# PROMPT:
Count the lines in the rows below that contain the string "shirt". Matching is case-sensitive; reply with the number only.

▬▬▬

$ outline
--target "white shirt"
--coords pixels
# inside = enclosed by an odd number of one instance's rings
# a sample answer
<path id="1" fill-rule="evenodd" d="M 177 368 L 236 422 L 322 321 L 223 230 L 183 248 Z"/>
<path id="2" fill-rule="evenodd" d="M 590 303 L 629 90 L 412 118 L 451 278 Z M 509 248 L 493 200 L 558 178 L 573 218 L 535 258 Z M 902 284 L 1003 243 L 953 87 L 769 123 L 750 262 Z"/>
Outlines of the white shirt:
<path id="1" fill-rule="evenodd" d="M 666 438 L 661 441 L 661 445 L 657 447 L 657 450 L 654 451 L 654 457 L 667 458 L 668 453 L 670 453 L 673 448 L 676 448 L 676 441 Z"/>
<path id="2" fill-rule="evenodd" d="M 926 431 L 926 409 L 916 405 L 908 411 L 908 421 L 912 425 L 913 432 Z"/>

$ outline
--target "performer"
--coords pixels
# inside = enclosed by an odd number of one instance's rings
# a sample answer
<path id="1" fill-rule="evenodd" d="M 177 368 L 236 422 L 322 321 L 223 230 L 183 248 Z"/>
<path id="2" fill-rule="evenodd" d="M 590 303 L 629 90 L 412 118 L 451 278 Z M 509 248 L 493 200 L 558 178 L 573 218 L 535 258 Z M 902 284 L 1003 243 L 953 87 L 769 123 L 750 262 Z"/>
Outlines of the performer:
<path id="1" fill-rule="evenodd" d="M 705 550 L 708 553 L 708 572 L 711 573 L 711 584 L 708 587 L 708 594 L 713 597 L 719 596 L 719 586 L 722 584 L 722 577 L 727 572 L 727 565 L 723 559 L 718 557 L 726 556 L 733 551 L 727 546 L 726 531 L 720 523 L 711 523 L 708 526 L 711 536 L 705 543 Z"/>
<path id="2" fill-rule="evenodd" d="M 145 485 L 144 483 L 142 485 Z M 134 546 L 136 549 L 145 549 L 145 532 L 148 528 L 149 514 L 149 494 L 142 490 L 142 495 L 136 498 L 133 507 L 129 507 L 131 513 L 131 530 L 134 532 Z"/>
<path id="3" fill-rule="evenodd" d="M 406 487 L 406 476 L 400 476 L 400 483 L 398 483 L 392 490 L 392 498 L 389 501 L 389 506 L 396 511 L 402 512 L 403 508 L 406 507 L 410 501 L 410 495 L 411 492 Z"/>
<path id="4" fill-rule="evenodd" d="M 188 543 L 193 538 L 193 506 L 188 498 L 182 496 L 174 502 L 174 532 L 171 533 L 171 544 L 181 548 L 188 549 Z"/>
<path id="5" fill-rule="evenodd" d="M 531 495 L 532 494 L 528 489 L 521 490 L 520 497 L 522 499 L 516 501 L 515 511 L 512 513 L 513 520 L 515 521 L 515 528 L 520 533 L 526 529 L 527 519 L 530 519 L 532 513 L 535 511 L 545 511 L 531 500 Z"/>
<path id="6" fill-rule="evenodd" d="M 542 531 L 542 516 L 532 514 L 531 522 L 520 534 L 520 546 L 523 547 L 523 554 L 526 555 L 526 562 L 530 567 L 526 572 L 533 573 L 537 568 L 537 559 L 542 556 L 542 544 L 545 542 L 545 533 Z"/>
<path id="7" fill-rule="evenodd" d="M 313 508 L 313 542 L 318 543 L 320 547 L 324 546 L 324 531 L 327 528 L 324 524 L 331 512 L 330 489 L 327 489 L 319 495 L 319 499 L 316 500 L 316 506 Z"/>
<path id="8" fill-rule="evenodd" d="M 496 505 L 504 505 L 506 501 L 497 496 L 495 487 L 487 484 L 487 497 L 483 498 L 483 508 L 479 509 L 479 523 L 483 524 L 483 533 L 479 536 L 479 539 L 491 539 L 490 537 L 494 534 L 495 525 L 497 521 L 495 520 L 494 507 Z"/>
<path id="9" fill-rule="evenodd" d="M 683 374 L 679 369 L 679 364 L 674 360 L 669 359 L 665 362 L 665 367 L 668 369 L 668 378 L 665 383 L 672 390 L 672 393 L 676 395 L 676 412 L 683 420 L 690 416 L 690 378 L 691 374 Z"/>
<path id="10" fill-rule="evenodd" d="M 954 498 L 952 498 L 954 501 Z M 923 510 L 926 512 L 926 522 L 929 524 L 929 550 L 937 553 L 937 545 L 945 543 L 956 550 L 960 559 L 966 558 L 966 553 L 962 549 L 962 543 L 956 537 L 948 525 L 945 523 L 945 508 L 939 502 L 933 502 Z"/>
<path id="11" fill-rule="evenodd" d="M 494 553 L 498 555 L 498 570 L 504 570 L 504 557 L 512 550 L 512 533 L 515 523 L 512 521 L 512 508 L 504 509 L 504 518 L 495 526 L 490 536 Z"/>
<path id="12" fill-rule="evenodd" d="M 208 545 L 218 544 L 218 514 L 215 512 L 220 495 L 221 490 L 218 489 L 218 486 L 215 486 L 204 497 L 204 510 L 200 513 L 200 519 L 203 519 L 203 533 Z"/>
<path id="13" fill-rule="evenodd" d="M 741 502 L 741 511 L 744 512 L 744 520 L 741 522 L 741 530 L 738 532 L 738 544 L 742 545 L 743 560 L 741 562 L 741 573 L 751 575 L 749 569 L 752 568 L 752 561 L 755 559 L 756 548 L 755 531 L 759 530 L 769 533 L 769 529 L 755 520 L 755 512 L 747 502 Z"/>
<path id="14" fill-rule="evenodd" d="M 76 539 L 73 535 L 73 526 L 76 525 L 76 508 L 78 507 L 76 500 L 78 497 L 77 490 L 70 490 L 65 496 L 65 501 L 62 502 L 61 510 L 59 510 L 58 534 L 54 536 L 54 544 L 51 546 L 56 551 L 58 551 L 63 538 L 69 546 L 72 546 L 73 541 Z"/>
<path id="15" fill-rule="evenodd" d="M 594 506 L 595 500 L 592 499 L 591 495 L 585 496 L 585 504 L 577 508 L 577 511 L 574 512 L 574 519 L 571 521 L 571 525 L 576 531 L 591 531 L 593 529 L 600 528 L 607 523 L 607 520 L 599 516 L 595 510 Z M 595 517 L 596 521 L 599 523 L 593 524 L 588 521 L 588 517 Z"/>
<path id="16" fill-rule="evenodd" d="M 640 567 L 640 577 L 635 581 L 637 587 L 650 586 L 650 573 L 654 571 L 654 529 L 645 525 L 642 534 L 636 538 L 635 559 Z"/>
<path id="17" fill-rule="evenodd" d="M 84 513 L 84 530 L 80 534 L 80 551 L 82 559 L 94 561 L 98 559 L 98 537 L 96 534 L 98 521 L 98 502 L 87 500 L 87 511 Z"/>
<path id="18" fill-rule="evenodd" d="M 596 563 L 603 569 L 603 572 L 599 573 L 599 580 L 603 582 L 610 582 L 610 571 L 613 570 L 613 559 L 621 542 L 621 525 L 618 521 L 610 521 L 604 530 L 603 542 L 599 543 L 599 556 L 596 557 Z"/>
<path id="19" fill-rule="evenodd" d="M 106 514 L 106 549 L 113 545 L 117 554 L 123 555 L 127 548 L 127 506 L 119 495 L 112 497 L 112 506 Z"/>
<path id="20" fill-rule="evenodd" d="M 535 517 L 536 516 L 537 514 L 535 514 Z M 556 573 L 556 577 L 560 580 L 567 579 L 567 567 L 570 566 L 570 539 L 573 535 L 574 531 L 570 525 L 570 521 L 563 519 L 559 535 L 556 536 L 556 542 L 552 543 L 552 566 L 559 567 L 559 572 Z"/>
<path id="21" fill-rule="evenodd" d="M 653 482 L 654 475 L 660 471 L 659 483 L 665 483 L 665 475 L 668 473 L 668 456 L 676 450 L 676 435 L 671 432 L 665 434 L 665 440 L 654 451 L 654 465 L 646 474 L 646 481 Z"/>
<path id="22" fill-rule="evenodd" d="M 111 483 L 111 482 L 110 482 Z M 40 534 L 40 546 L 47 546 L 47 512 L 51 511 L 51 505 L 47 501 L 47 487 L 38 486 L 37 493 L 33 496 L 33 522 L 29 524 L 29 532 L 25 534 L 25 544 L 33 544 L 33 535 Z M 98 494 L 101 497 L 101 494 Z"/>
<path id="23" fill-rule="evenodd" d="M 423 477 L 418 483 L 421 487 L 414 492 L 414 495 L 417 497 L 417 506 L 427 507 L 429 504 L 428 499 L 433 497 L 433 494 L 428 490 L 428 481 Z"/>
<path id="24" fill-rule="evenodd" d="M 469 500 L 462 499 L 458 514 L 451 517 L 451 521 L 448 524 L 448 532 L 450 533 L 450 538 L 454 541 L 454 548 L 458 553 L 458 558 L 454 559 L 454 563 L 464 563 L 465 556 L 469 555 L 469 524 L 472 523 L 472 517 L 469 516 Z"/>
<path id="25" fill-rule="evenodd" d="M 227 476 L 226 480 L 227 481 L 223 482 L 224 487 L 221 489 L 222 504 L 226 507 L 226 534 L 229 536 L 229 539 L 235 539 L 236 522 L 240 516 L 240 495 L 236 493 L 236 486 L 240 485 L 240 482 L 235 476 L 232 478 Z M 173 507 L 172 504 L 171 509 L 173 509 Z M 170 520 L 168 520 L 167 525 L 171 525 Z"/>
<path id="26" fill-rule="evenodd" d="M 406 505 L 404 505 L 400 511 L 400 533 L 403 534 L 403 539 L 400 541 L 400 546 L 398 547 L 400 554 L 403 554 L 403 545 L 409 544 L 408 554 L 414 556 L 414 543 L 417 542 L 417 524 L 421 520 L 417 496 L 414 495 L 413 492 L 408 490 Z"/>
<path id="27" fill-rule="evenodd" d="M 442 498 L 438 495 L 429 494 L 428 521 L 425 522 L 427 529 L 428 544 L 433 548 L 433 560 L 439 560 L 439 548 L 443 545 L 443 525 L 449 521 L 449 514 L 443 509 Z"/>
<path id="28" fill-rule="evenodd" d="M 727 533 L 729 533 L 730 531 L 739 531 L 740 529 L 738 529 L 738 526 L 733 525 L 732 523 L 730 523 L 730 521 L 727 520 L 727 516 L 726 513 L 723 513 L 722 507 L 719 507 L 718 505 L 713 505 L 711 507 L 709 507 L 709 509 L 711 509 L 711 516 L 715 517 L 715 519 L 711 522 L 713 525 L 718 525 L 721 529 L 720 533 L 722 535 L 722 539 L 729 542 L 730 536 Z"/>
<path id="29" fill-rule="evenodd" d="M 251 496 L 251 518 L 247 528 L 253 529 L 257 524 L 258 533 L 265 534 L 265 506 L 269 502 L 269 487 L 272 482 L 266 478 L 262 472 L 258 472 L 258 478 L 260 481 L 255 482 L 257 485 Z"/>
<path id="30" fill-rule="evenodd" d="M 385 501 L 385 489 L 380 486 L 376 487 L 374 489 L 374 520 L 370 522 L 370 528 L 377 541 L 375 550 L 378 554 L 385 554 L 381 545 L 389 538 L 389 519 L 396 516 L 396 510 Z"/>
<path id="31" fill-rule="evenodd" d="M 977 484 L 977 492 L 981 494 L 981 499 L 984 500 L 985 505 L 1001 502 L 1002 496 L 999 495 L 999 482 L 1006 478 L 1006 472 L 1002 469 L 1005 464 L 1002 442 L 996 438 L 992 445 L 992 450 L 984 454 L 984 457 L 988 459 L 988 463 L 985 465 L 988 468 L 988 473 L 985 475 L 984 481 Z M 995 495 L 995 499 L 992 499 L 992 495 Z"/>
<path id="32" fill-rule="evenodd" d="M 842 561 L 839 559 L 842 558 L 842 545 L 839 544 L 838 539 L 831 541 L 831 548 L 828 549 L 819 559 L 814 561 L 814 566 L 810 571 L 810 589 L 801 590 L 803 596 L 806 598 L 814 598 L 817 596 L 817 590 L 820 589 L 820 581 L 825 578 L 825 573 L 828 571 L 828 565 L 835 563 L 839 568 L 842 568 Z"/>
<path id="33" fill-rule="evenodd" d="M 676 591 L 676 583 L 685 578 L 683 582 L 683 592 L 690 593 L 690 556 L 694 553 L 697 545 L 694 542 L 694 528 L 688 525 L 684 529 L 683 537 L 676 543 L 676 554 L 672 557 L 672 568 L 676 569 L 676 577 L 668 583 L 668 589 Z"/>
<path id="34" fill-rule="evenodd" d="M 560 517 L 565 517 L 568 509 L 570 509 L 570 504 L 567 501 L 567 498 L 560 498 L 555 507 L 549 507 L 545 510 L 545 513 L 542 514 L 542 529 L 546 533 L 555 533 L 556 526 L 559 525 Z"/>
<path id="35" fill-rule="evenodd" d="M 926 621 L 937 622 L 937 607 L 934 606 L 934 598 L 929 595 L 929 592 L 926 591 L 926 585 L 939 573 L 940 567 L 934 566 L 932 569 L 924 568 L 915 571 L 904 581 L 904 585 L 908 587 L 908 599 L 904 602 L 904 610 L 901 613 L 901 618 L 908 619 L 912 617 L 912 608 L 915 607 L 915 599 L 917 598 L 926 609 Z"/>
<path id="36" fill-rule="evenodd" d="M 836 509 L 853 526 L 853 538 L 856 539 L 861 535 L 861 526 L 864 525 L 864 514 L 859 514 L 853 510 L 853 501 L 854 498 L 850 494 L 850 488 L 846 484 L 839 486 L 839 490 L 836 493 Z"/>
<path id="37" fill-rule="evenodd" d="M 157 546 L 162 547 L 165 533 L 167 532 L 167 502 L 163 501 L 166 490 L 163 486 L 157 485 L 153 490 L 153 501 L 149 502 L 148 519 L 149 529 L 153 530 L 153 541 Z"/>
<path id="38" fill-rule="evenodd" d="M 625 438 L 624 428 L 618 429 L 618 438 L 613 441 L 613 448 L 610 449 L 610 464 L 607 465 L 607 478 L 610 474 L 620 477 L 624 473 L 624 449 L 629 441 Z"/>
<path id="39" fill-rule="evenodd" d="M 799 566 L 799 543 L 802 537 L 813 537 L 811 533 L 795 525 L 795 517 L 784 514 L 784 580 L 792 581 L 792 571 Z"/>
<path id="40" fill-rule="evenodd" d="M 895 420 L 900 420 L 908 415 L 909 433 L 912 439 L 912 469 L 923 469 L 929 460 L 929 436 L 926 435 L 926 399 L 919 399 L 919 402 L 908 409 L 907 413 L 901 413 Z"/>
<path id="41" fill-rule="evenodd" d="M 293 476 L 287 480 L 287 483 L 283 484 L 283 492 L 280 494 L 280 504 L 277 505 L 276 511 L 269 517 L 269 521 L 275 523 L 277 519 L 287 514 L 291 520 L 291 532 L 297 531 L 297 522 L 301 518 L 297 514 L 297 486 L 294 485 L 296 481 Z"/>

▬▬▬

# TASK SOLUTION:
2